**QUOTED PASSAGE:**
--- BEGIN ---

This project consists of several parts:
- Scraping data from https://www.festival-alarm.com/us using BeautifulSoup. After some research, this website seemed to be the only one providing a decent overview of European music festivals from 2014 to 2025. The tables from the different pages corresponding to each year were merged to form a single Pandas Dataframe. From a first analysis it´s clear that the dataset has not been curated and presents many missing values especially when counting the number of visitors and the price of tickets(ca. 30% each). Furthermore many well known festivals have not been reported and the dataframe shows to be accurate only for countries like Germany and UK, while for other countries like Italy it shows too few entries (only 17 in total, which is obviously not accurate). This Dataset could be improved integrating information from different sources, like Wikipedia for instance.
- Data cleaning After parsing the HTML file in step 1, the resulting Dataframe had 11 column, which required several cleaning steps. These included: data type conversion, string cleaning (like separating or merging words), datetime feature extraction etc.
- Feature Engineering Dates were rendered in a uniform way to present just the day of start of the event. Since we have a column for 'Duration', this information seemed redundant, and not easy to handle for data analysis if we don´t have uniform format of data in a particular column. An additional column 'Total_revenue' was created by simply multipling the number of visitors for the price. Further analysis could be interesting, to have a better estimation of this value. Also with all the missing values, and not having implemented any soluition to fill them, we could calculate the revenue for only ca. 50% of the rows.

--- END ---

**REQUIREMENT A:** Swap "Total_revenue" for "Estimated_revenue" and write out everything in the festival project description from "- Feature Engineering" down to "of the rows.".

(Rows from a dataset)
--- BEGIN ---

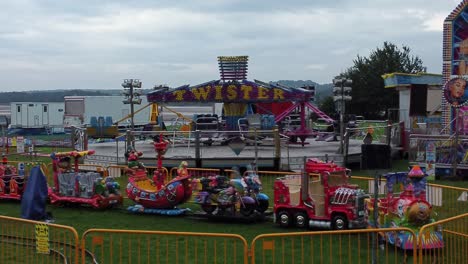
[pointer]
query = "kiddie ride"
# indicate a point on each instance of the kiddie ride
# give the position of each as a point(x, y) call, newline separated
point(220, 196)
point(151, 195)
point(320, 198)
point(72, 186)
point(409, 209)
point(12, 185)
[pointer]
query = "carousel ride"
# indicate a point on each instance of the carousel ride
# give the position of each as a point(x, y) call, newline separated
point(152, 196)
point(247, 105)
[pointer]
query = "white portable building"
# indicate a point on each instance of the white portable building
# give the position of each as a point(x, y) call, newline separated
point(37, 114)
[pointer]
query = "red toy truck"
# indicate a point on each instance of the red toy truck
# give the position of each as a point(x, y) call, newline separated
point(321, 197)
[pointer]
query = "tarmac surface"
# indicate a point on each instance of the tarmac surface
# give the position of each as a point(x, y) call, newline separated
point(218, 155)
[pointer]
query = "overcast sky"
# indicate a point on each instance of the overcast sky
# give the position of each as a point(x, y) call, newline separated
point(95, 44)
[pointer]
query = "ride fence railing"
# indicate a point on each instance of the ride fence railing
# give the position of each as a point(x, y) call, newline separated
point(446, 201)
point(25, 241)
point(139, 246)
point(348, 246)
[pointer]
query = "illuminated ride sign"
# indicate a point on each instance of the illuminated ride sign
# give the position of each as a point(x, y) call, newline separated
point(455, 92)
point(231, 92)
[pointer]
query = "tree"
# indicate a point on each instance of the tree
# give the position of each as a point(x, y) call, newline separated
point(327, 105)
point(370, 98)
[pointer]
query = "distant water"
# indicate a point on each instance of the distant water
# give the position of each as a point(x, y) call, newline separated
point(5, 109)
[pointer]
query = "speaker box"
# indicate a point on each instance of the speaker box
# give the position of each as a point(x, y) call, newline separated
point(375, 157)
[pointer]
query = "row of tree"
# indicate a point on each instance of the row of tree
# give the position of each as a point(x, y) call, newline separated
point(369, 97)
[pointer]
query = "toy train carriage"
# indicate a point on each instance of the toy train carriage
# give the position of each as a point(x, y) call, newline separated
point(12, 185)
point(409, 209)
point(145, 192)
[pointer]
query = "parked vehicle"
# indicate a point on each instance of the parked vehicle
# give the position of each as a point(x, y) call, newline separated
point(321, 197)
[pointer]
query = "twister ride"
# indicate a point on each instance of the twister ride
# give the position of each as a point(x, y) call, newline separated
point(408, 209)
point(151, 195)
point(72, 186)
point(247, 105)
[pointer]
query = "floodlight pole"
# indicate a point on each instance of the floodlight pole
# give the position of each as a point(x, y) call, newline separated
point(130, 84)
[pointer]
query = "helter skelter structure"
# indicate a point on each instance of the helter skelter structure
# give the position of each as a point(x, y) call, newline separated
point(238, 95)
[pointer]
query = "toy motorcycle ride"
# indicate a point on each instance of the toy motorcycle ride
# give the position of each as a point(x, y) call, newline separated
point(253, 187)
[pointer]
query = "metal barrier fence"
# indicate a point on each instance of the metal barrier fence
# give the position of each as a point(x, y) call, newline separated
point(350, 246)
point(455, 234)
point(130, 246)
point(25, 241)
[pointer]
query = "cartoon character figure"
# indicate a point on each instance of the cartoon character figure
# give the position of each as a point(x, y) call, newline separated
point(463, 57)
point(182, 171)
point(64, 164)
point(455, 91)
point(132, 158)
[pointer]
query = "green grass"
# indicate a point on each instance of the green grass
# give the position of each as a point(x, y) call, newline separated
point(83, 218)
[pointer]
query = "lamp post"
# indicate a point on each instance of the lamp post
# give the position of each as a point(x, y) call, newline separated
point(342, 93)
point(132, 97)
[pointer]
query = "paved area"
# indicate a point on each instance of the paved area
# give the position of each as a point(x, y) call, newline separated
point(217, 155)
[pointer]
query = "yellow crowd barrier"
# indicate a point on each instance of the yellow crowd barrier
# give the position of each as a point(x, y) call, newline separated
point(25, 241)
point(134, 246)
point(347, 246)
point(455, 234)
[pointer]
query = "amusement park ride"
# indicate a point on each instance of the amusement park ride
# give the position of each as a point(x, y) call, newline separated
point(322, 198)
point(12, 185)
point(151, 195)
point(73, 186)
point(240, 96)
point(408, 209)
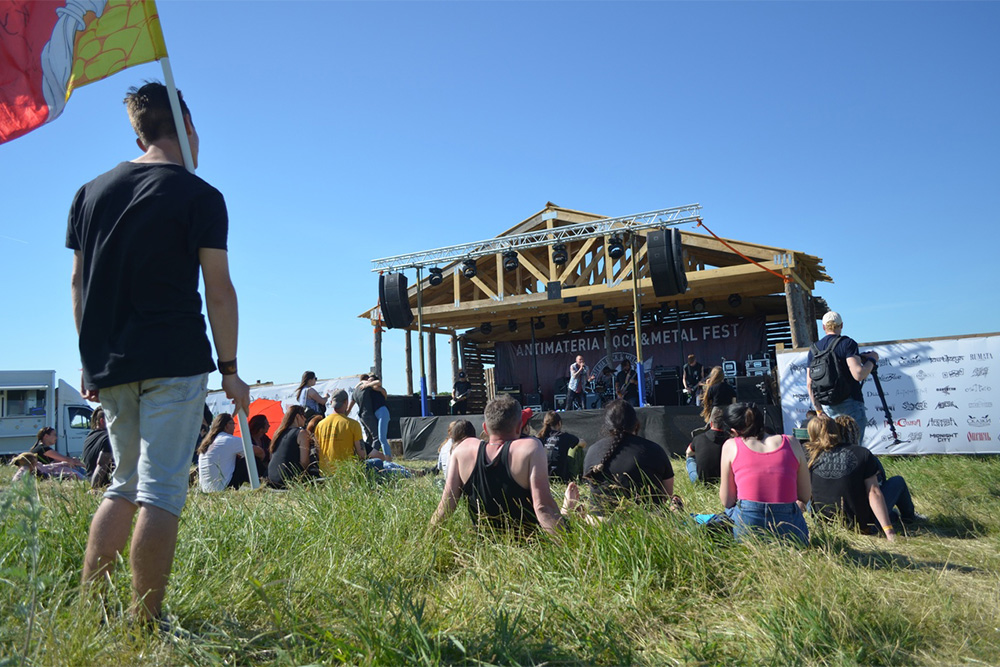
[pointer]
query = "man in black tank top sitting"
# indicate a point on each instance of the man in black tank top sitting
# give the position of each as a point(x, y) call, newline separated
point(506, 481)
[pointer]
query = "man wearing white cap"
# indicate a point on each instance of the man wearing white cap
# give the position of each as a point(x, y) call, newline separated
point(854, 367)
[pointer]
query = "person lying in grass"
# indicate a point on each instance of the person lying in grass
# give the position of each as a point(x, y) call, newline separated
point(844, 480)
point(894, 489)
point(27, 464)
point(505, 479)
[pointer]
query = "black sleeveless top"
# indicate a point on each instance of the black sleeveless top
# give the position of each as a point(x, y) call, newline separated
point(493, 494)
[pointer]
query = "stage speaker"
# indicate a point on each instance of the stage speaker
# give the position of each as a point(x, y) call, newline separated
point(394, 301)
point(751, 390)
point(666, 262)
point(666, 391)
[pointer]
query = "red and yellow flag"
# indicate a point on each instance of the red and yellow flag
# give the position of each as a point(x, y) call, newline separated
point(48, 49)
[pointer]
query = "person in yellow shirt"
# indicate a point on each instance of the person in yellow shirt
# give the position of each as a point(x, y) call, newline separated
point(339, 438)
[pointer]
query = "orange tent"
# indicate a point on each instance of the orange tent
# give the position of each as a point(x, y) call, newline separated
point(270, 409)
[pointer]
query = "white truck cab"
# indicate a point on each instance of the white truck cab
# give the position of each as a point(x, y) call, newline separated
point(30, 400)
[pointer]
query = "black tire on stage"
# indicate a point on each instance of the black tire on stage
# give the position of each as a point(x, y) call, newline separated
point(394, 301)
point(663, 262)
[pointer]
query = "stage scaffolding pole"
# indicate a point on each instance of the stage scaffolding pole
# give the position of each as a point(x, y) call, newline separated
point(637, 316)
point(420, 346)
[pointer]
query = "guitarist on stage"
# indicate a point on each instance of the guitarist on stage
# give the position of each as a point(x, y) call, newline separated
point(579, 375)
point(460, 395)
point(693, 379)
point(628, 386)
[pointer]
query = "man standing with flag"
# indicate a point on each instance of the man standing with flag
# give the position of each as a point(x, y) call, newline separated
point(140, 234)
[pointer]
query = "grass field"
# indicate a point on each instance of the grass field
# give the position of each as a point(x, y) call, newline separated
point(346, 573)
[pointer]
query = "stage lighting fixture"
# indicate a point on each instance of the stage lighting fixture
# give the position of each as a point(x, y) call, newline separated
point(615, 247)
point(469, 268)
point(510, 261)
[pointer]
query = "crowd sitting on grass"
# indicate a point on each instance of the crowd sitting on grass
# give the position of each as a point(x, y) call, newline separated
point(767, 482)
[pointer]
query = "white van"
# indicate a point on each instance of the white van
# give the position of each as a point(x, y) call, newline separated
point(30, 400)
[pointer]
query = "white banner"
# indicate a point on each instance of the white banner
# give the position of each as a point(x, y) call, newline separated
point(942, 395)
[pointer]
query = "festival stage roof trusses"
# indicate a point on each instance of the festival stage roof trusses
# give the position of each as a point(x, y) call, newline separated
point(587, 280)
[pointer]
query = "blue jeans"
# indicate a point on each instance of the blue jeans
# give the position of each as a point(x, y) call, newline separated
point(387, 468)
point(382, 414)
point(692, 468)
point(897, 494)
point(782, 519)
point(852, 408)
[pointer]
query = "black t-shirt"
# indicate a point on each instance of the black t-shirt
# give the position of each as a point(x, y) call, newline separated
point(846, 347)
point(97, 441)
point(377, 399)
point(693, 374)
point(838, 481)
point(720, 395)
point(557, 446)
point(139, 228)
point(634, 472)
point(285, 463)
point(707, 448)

--- END ---

**REQUIREMENT B:** Show every line of the records that contains the string "sign", where case counts.

**WRITTEN RESPONSE A:**
- Feature Engineering Dates were rendered in a uniform way to present just the day of start of the event. Since we have a column for 'Duration', this information seemed redundant, and not easy to handle for data analysis if we don´t have uniform format of data in a particular column. An additional column 'Estimated_revenue' was created by simply multipling the number of visitors for the price. Further analysis could be interesting, to have a better estimation of this value. Also with all the missing values, and not having implemented any soluition to fill them, we could calculate the revenue for only ca. 50% of the rows.

**WRITTEN RESPONSE B:**
query = "illuminated ride sign"
# indicate a point on each instance of the illuminated ride sign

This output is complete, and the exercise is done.